## MATERIAL PROVIDED

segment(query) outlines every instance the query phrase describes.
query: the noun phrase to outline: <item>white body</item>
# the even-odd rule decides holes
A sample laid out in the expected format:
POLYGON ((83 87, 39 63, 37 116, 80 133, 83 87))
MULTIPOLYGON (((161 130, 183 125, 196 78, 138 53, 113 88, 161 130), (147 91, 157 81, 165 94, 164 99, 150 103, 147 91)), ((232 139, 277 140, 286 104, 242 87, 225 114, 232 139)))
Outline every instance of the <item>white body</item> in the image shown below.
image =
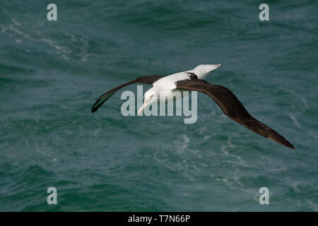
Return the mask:
POLYGON ((184 96, 185 93, 180 96, 175 93, 177 88, 175 83, 179 81, 190 79, 189 73, 195 73, 199 79, 204 79, 210 72, 219 66, 220 64, 201 64, 193 70, 176 73, 159 79, 153 84, 153 88, 146 92, 145 101, 139 109, 139 114, 141 114, 143 108, 150 106, 153 102, 165 103, 184 96))

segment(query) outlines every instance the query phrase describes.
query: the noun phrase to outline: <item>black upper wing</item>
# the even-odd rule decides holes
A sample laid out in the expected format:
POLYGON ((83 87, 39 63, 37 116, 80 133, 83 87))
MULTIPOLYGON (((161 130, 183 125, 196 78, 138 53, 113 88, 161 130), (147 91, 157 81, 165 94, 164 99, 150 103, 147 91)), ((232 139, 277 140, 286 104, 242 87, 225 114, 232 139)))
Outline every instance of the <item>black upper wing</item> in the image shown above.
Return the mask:
POLYGON ((176 85, 177 89, 204 93, 216 102, 229 118, 273 141, 296 149, 283 136, 250 115, 237 97, 227 88, 219 85, 211 85, 201 79, 183 81, 179 83, 177 82, 176 85))
POLYGON ((124 83, 122 85, 120 85, 112 90, 106 92, 103 95, 102 95, 98 100, 95 102, 95 104, 92 107, 92 113, 94 113, 96 112, 98 108, 106 101, 111 96, 114 95, 116 92, 117 92, 119 90, 122 88, 123 87, 125 87, 126 85, 134 84, 134 83, 145 83, 145 84, 149 84, 152 85, 153 83, 155 83, 156 81, 160 79, 161 78, 163 78, 163 76, 141 76, 139 77, 136 79, 134 79, 128 83, 124 83))

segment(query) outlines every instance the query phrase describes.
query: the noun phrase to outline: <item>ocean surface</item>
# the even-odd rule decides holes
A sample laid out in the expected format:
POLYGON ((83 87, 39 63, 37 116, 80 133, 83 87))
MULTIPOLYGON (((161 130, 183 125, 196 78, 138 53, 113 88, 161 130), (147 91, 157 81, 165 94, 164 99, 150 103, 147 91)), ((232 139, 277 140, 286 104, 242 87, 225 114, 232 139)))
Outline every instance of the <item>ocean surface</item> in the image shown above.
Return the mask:
POLYGON ((269 21, 262 3, 0 0, 0 210, 318 211, 318 1, 266 1, 269 21), (116 85, 201 64, 297 150, 202 93, 192 124, 124 117, 136 85, 90 113, 116 85))

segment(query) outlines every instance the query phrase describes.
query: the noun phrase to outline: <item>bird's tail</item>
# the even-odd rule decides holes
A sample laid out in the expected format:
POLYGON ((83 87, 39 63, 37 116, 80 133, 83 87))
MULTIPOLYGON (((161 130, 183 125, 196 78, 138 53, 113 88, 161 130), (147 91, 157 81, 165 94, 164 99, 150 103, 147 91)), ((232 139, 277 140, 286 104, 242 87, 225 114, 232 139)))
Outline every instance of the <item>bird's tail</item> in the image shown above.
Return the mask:
POLYGON ((192 71, 194 72, 199 78, 204 79, 210 72, 216 70, 220 66, 220 64, 200 64, 196 66, 192 71))

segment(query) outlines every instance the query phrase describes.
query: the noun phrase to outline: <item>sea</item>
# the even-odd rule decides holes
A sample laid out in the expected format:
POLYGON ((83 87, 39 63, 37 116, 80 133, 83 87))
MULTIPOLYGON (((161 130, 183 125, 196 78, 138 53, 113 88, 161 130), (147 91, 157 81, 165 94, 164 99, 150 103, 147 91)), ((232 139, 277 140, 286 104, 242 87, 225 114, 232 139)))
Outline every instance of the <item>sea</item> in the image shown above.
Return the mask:
POLYGON ((0 0, 0 211, 318 211, 317 11, 314 0, 0 0), (221 66, 208 83, 297 150, 200 93, 194 124, 124 116, 136 84, 90 112, 139 76, 209 64, 221 66))

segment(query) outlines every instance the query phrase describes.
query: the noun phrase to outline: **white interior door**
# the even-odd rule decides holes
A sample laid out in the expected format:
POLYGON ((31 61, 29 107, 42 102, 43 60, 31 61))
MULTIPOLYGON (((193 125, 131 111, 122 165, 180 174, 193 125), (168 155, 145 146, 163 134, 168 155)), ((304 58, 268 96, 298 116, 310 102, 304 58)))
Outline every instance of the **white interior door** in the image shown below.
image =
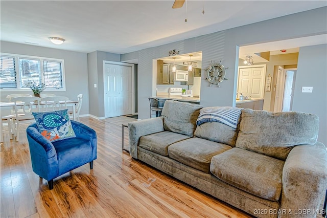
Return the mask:
POLYGON ((284 67, 278 66, 274 112, 282 112, 283 98, 284 93, 284 83, 285 82, 285 74, 284 70, 284 67))
POLYGON ((251 92, 251 68, 240 68, 239 71, 239 83, 237 92, 249 96, 251 92))
POLYGON ((237 92, 245 96, 263 98, 265 75, 265 67, 239 67, 237 92))
POLYGON ((264 68, 252 69, 251 93, 249 95, 251 98, 263 98, 264 97, 263 92, 265 73, 264 68))
POLYGON ((290 111, 293 93, 293 80, 294 72, 286 71, 282 111, 290 111))
POLYGON ((132 67, 104 63, 105 116, 132 114, 132 67))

## TO DO
Copy out every line of the material above word for word, leaving out the pictures.

## PROBLEM SOLUTION
segment(query) outlines every instance the query phrase describes.
query: the noun phrase to outline: <item>white body</item>
# the even-odd rule decides holes
A sample laid out in the expected format:
POLYGON ((83 87, 39 63, 37 116, 80 133, 83 87))
MULTIPOLYGON (((161 130, 183 125, 196 78, 138 53, 113 88, 161 130), (147 91, 157 81, 165 94, 164 99, 150 103, 147 91)), ((232 139, 277 140, 286 104, 242 87, 225 114, 232 139)))
Outline every instance of the <item>white body</item> in the image shown below.
image =
Return the mask:
POLYGON ((184 96, 185 93, 180 96, 175 93, 177 88, 175 83, 179 81, 190 79, 189 73, 195 73, 199 79, 204 79, 210 72, 219 66, 220 64, 201 64, 193 70, 176 73, 159 79, 153 84, 153 88, 146 92, 145 101, 139 109, 139 114, 141 114, 143 108, 150 106, 153 102, 165 103, 184 96))

segment(query) outlines every instance the query phrase describes.
query: the noun phrase to outline: <item>black upper wing</item>
# the even-odd rule decides holes
A sample laid out in the expected format:
POLYGON ((83 87, 39 63, 37 116, 80 133, 83 87))
MULTIPOLYGON (((161 130, 183 125, 196 78, 138 53, 113 88, 161 130), (147 91, 157 81, 165 94, 164 99, 150 103, 147 91)), ((232 139, 277 140, 286 104, 242 87, 225 114, 232 139)))
Outline every instance of the <item>black upper wing</item> in the image shown above.
Return the mask:
POLYGON ((176 85, 177 89, 204 93, 216 102, 229 118, 273 141, 296 149, 283 136, 250 115, 237 97, 227 88, 219 85, 211 85, 201 79, 183 81, 179 83, 177 82, 176 85))
POLYGON ((124 83, 122 85, 120 85, 112 90, 106 92, 103 95, 102 95, 98 100, 95 102, 95 104, 92 107, 92 113, 94 113, 96 112, 98 108, 106 101, 111 96, 114 95, 116 92, 117 92, 119 90, 122 88, 123 87, 125 87, 126 85, 134 84, 134 83, 145 83, 145 84, 149 84, 152 85, 153 83, 155 83, 156 81, 160 79, 161 78, 163 78, 163 76, 141 76, 139 77, 136 79, 134 79, 128 83, 124 83))

segment(query) outlines every instance the query phrase describes.
query: the noun phrase to outline: <item>ocean surface</item>
# the even-odd rule decides holes
A sample laid out in the expected format:
POLYGON ((83 87, 39 63, 37 116, 80 133, 83 87))
MULTIPOLYGON (((161 130, 183 125, 196 78, 138 53, 113 88, 161 130), (147 91, 157 81, 165 94, 164 99, 150 103, 147 91)), ((232 139, 277 140, 286 104, 242 87, 225 114, 232 139)))
Outline every instance of the <item>ocean surface</item> in the image shown above.
Return the mask:
POLYGON ((269 21, 262 3, 0 0, 0 210, 318 211, 318 1, 266 1, 269 21), (116 85, 201 64, 297 150, 202 93, 192 124, 124 117, 136 85, 90 113, 116 85))

segment(query) outlines every instance the query phrase describes.
query: the noun phrase to outline: <item>bird's tail</item>
# the even-odd rule decides holes
A sample laid out in the expected format:
POLYGON ((83 87, 39 63, 37 116, 80 133, 83 87))
MULTIPOLYGON (((161 130, 183 125, 196 78, 138 53, 113 88, 161 130), (147 91, 157 81, 165 94, 164 99, 150 103, 147 91)), ((232 139, 277 140, 286 104, 242 87, 225 114, 232 139)))
Outline every instance of the <item>bird's tail</item> in the image shown above.
Return the mask:
POLYGON ((192 71, 194 72, 199 78, 204 79, 210 72, 216 70, 220 66, 220 64, 200 64, 196 66, 192 71))

segment(query) outlines every instance the query phrase describes.
query: the noun phrase to outline: <item>sea</item>
# the even-odd rule decides holes
A sample laid out in the expected format:
POLYGON ((83 87, 39 63, 37 116, 80 133, 83 87))
MULTIPOLYGON (((161 130, 183 125, 196 78, 138 53, 113 88, 161 130), (147 91, 157 81, 165 94, 164 99, 150 103, 147 91)), ((232 139, 277 140, 286 104, 242 87, 225 114, 232 139)))
Outline every instance of the <item>sea</item> in the image shown above.
Return the mask:
POLYGON ((0 0, 0 211, 318 211, 317 11, 314 0, 0 0), (221 66, 208 83, 297 150, 200 93, 194 124, 124 116, 136 84, 90 112, 139 76, 209 64, 221 66))

segment(query) outlines every instance the query phrase describes.
query: the noun phrase to outline: **white interior door**
# the even-odd rule decides holes
A sample laid out in the expected format:
POLYGON ((31 61, 29 107, 42 102, 43 60, 31 61))
MULTIPOLYGON (((193 125, 131 111, 122 165, 180 174, 193 125), (168 155, 145 146, 163 134, 168 155)), ((304 58, 268 96, 298 116, 310 102, 304 58)))
Outline every instance of the **white interior door** in the image shown below.
image =
Return the mask:
POLYGON ((284 67, 278 66, 274 112, 282 112, 283 98, 284 93, 284 83, 285 82, 285 74, 284 70, 284 67))
POLYGON ((251 92, 251 68, 240 68, 239 71, 239 83, 237 92, 249 96, 251 92))
POLYGON ((237 92, 245 96, 263 98, 265 75, 265 67, 239 67, 237 92))
POLYGON ((264 68, 252 69, 251 93, 249 95, 251 98, 263 98, 264 97, 263 92, 265 73, 264 68))
POLYGON ((290 111, 293 93, 293 80, 294 72, 286 71, 282 111, 290 111))
POLYGON ((132 67, 104 63, 105 116, 132 114, 132 67))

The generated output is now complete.